* **TASK BRIEF**
What is needed is a word-for-word transcript of the listing, free of pictures.

* **SOURCE MATERIAL**
★ ★ ★

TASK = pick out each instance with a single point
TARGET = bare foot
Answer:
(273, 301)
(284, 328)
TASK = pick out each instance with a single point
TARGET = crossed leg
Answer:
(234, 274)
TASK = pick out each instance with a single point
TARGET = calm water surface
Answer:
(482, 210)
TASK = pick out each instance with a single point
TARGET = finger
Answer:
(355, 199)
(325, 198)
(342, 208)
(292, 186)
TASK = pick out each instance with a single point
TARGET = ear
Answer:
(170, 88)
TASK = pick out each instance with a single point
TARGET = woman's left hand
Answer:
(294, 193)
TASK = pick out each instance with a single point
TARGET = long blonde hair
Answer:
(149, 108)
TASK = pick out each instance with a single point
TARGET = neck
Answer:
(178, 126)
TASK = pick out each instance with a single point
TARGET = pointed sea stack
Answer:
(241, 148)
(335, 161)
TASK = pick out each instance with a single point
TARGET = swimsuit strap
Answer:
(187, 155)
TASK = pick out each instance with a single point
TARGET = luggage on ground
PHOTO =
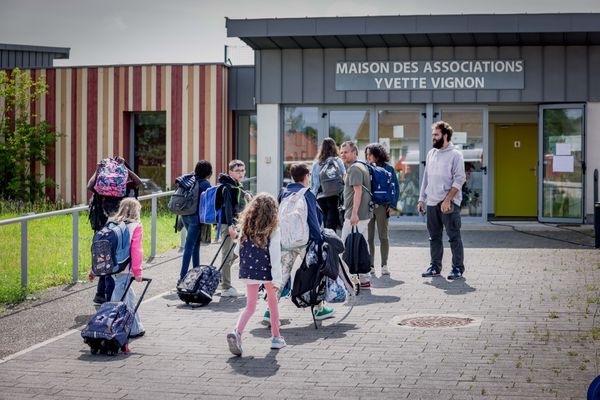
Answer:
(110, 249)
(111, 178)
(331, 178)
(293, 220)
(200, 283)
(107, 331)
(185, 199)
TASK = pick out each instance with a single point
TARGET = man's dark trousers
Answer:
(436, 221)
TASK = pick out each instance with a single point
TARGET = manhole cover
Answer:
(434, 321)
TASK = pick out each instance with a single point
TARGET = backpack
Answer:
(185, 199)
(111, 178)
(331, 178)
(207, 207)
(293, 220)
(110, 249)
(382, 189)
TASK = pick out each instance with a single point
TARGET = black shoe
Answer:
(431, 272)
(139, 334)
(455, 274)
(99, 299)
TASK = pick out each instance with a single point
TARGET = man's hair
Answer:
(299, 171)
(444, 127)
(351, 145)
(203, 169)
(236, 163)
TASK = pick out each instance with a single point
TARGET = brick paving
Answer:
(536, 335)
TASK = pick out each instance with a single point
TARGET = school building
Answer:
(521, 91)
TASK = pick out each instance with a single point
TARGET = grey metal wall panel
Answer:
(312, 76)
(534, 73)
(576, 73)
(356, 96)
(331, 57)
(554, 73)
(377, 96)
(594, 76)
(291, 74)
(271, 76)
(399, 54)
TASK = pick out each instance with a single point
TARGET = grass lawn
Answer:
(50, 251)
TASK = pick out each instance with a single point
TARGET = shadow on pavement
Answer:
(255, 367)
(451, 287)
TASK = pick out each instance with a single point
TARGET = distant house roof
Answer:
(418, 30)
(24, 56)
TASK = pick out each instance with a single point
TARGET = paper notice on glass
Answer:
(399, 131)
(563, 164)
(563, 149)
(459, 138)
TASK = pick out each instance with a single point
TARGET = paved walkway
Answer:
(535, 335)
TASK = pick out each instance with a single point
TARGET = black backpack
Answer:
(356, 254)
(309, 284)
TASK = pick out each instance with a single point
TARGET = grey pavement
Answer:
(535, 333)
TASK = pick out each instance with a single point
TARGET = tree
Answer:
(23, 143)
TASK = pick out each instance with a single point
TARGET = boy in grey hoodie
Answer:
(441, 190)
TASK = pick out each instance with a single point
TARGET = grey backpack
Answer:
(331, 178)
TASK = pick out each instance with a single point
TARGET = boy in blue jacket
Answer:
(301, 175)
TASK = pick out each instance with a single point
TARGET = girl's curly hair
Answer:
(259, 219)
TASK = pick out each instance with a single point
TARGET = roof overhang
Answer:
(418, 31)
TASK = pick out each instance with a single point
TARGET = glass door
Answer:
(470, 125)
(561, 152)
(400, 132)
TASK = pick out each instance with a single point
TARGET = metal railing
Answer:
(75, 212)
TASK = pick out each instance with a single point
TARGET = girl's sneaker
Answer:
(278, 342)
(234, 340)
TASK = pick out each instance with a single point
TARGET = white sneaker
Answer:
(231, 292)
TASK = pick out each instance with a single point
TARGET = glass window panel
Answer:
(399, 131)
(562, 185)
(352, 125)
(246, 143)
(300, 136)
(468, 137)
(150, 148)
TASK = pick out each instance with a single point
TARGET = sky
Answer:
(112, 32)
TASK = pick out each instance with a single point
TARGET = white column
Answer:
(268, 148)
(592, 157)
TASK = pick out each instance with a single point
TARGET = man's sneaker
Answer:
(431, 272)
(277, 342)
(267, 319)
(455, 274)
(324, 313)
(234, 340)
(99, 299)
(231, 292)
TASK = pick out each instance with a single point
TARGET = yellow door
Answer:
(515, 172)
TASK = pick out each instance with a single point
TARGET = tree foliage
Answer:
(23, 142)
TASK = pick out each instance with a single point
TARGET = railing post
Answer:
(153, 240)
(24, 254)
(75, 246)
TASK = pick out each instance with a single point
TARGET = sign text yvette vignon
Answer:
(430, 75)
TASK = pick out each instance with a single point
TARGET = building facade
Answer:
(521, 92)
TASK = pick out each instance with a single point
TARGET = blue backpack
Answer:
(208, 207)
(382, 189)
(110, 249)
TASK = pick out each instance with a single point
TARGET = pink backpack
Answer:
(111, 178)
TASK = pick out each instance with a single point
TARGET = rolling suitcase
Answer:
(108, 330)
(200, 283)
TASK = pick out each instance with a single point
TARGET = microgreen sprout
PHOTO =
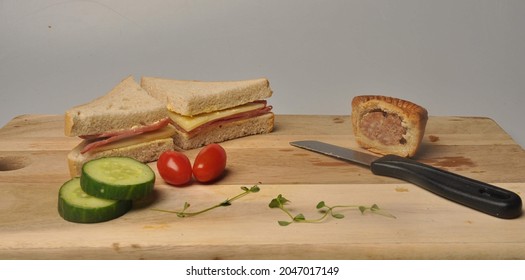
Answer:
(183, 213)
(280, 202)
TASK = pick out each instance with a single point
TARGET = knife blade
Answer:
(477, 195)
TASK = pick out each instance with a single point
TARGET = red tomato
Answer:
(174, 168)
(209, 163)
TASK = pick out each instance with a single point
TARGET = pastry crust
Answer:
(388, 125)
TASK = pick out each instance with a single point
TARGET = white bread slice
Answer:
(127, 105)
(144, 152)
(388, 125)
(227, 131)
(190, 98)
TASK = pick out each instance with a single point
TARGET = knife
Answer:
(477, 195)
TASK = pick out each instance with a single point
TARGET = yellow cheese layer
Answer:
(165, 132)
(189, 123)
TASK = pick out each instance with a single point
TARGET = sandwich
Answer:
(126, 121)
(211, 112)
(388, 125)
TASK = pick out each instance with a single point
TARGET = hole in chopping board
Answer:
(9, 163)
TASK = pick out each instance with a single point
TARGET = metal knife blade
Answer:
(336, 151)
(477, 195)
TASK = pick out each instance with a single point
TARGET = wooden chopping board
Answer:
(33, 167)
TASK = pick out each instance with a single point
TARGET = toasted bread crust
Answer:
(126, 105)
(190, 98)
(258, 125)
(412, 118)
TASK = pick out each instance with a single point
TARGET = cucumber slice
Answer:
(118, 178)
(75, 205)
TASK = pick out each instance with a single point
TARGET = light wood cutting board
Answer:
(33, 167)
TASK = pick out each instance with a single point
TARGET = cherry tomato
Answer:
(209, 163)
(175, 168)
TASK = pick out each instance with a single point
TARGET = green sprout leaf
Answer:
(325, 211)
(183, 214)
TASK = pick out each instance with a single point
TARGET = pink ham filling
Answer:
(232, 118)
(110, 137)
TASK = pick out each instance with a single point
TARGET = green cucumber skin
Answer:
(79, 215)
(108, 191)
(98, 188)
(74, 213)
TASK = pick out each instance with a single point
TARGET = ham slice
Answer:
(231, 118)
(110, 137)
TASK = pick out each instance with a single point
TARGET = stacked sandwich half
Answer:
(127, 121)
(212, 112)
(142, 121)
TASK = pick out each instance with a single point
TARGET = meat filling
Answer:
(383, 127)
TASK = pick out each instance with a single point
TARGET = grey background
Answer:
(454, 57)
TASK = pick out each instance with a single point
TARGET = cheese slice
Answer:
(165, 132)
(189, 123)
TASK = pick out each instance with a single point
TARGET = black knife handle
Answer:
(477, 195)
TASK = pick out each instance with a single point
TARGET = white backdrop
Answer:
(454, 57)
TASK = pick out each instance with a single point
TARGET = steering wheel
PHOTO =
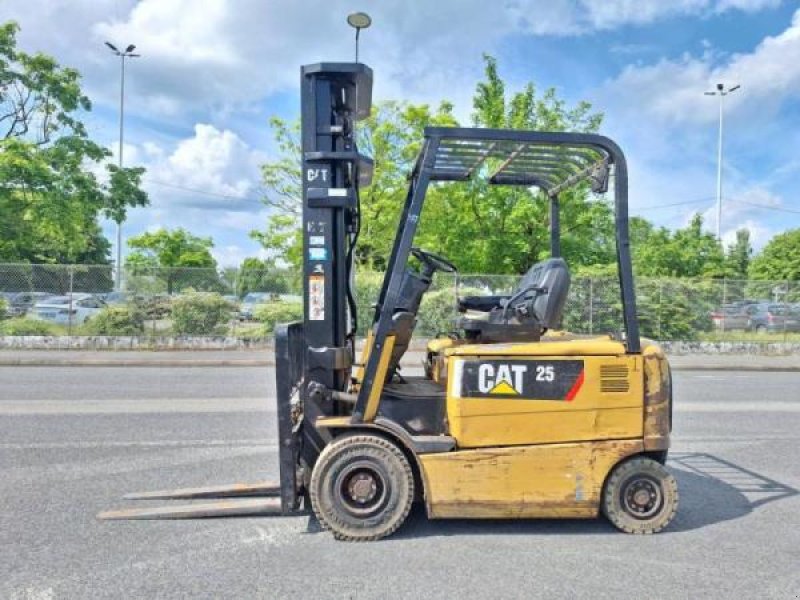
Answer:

★ ★ ★

* **ANSWER**
TASK = pick out each instance with a single point
TARGET = bare foot
Answer:
(273, 301)
(284, 328)
TASK = pick out each instance with a single point
TARGET = crossed leg
Answer:
(234, 274)
TASK = pick out each instance with a single point
TARGET = calm water surface
Answer:
(482, 210)
TASK = pick out each instance with a single point
TARGET = finger
Answer:
(355, 199)
(325, 198)
(342, 208)
(292, 186)
TASK = pick out each instance with a single point
TARGET = ear
Answer:
(170, 88)
TASK = pick out each instance with a single point
TARGET = woman's left hand
Answer:
(294, 193)
TASK = pick out each instance with a single point
TARGET = long blonde hair
Answer:
(149, 108)
TASK = pick out each instance with a single point
TARGET = neck
Answer:
(178, 126)
TASK = pick out each instance with a single point
TARGET = pointed sea stack
Answer:
(241, 148)
(335, 161)
TASK = pick out each instance with a single point
TARGET = swimsuit strap
Answer:
(187, 155)
TASK = pick out each instance with a single point
TARGET = luggage on ground
PHOTO =
Answer:
(110, 249)
(111, 178)
(331, 178)
(293, 220)
(200, 283)
(107, 331)
(185, 199)
TASK = pick out each instance with a single point
TARGET = man's dark trousers
Answer:
(436, 221)
TASK = pick out each instance with a single point
TARGET = manhole cover
Answer:
(434, 321)
TASK = pick out each instance with a single point
TARGET = backpack
Answer:
(185, 199)
(111, 178)
(331, 178)
(207, 207)
(293, 220)
(110, 249)
(382, 189)
TASK = pick out each instance with a single point
TARGET = black shoe
Answer:
(431, 272)
(139, 334)
(455, 274)
(99, 299)
TASK = pick out each instance with a single point
TARGET = man's hair
Answer:
(299, 171)
(444, 127)
(351, 145)
(203, 169)
(236, 163)
TASK = pick out each instance with a single point
TARGET = brick paving
Answer:
(536, 335)
TASK = pick out each instance with a single point
TARGET = school building
Answer:
(521, 91)
TASK = pick out each instance with a single point
TARGET = grey metal wall panel
Answer:
(312, 76)
(534, 73)
(576, 73)
(356, 96)
(331, 57)
(554, 73)
(377, 96)
(594, 76)
(291, 74)
(271, 76)
(399, 54)
TASK = pick out each instance with a single point
TARGET = grass lawn
Answer:
(50, 251)
TASK = pick out each instance with a single point
TARGET = shadow on pavement
Answer:
(255, 367)
(451, 287)
TASK = pick out each instance with a single point
TARGET = distant house roof
Answer:
(418, 30)
(24, 56)
TASK = pick out each instance with a single point
TARGET = paper notice on glass
Answer:
(399, 131)
(563, 164)
(563, 149)
(459, 138)
TASK = pick out each instance with a single point
TARGET = paved walkway
Answer:
(535, 335)
TASK = pick out each instance with a single point
TARGET = black backpack
Answer:
(356, 254)
(309, 284)
TASK = pick out each instance with a single point
TARGET = grey pavement
Answer:
(535, 333)
TASK = pick out each instance with a single point
TARGET = tree
Answer:
(23, 143)
TASK = pick out each instance with a single point
TARGET = boy in grey hoodie
Answer:
(441, 190)
TASK = pick out each instance with a single point
TARGET = grey backpack
Answer:
(331, 178)
TASK = pick out each instance with a single point
TARGET = boy in blue jacket
Answer:
(301, 175)
TASK = pick out each instance with a single point
TARGET = girl's curly hair
Answer:
(259, 219)
TASK = pick out each instance with a single point
TARGET = roof overhang
Answer:
(418, 31)
TASK = pick out each instance with a single point
TARGET = glass door
Answer:
(470, 125)
(561, 152)
(400, 132)
TASK = pick out each instance with a single point
TARGET = metal railing
Answer:
(75, 212)
TASK = pick out each instance with a single point
TARGET = girl's sneaker
Answer:
(278, 342)
(234, 340)
TASK = pick out each instance with a single point
TARGET = white sneaker
Answer:
(231, 292)
TASK = pick out each instance with a single point
TARGET = glass window panel
Answer:
(399, 131)
(562, 185)
(352, 125)
(246, 143)
(300, 136)
(468, 137)
(150, 148)
TASK = pick out each instance with a single point
TARGET = sky
Answer:
(112, 32)
TASK = pick out each instance with a single point
TARGET = white column
Answer:
(268, 148)
(592, 157)
TASK = pick out each instance with a single point
TARGET = man's sneaker
Answer:
(431, 272)
(277, 342)
(267, 319)
(455, 274)
(324, 313)
(234, 340)
(99, 299)
(231, 292)
TASK = pick out each instance with a single point
TARGET = yellow door
Answer:
(515, 172)
TASK = pick out each instance with a single point
TARGET = tree foliage
Answer:
(23, 142)
TASK = pick out each instance with a single point
TARGET = railing post
Answer:
(153, 240)
(24, 254)
(75, 246)
TASK = pick out each instance with a single point
TARGET = sign text yvette vignon
Answer:
(430, 75)
TASK = pick out each instance with a single point
TARGET = building facade
Answer:
(521, 92)
TASK = pick out each instance with a single point
TARGET = blue backpack
Answer:
(208, 207)
(382, 189)
(110, 249)
TASK = pick out each instance with a single point
TARGET = pink backpack
Answer:
(111, 178)
TASK = pick out each instance with a single point
TARGET = rolling suitcase
Answer:
(108, 330)
(200, 283)
TASK = pick out each instance with a single point
TARGET = microgreen sprout
PHOTO =
Answer:
(183, 213)
(280, 202)
TASK = pick out each instance with a single point
TARGET = knife blade
Answer:
(477, 195)
TASK = pick out each instance with a single point
TARGET = red tomato
Answer:
(174, 168)
(209, 163)
TASK = pick out each instance with a single point
TARGET = pastry crust
Answer:
(388, 125)
TASK = pick out each instance with a single point
TARGET = white bread slice
Answer:
(127, 105)
(144, 152)
(388, 125)
(227, 131)
(190, 98)
TASK = pick out each instance with a single point
TARGET = knife
Answer:
(477, 195)
TASK = pick out each instance with a single point
TARGET = yellow cheese layer
Answer:
(165, 132)
(189, 123)
TASK = pick out each instance with a single point
TARGET = sandwich
Answer:
(126, 121)
(211, 112)
(388, 125)
TASK = pick out each instance with a single point
TARGET = hole in chopping board
Answer:
(9, 163)
TASK = pick out each instance with a single point
TARGET = metal knife blade
Answer:
(336, 151)
(477, 195)
TASK = pick out each instance with a single point
TARGET = wooden chopping board
Answer:
(33, 167)
TASK = pick out each instance with a single point
TARGET = toasted bread crust
Answer:
(126, 105)
(190, 98)
(258, 125)
(412, 118)
TASK = pick out each instance with a single point
TARGET = cucumber slice
Answer:
(118, 178)
(75, 205)
TASK = pick out each instance with a single point
TARGET = light wood cutting board
Answer:
(33, 167)
TASK = pick out each instance with a single point
TARGET = cherry tomato
Answer:
(209, 163)
(175, 168)
TASK = pick out each instance with a single point
TARGET = green sprout leaf
Answer:
(325, 211)
(183, 214)
TASK = pick out each instance with a single point
TARGET = pink ham filling
Answer:
(232, 118)
(110, 137)
TASK = pick out each instance with a single point
TARGET = green cucumber skin
Answer:
(79, 215)
(108, 191)
(98, 188)
(74, 213)
TASK = pick out each instance with a single point
TARGET = ham slice
Answer:
(231, 118)
(110, 137)
TASK = pick out each instance with a single point
TARGET = stacked sandwich half
Answer:
(127, 121)
(212, 112)
(142, 121)
TASK = pick out each instance with a single point
TARGET = meat filling
Answer:
(383, 127)
TASK = pick out each instance with a single point
TARGET = grey background
Answer:
(454, 57)
TASK = pick out each instance with a single point
TARGET = cheese slice
Answer:
(165, 132)
(189, 123)
TASK = pick out each instance with a single point
TARGET = black knife handle
Answer:
(477, 195)
TASK = pick out each instance with a single point
TARGET = white backdrop
Answer:
(454, 57)
TASK = pick out each instance with a single point
TARGET = steering wheel
PHOTO =
Answer:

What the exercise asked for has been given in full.